Convert only the part of the material below that opens with the line containing "For every instance of the pant" and closes with the line containing "pixel 976 589", both included, into a JSON list of strings with one string per line and no blank lines.

Records
--------------------

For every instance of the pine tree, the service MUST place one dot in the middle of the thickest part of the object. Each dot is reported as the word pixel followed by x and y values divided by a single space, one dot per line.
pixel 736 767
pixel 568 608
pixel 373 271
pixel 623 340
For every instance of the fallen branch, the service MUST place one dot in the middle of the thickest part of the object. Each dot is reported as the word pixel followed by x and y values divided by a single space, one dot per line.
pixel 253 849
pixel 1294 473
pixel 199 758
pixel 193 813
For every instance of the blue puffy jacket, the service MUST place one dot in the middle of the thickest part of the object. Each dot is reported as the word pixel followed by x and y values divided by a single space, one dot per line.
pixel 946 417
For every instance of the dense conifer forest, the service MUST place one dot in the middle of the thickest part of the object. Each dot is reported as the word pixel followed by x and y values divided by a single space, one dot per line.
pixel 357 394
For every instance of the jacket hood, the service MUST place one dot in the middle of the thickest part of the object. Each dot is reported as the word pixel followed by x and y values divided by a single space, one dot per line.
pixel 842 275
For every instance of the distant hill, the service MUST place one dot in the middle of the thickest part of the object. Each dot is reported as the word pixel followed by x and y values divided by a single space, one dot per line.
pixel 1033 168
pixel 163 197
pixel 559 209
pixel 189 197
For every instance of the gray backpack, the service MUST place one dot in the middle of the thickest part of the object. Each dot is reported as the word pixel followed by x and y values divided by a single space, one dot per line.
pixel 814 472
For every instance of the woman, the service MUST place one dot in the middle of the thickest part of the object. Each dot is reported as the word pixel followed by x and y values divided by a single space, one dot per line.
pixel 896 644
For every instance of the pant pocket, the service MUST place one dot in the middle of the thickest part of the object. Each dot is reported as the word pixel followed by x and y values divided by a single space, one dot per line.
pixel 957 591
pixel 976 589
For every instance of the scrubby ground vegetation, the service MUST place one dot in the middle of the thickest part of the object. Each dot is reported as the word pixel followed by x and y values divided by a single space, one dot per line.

--------------------

> _Response to this exercise_
[
  "For every instance of the pant pocket, the service MUST place one dot in the middle of the thickest part of the object. Each dot is reported as the word pixel followed by x and y values divided by a single space, one dot per line.",
  "pixel 957 591",
  "pixel 976 589"
]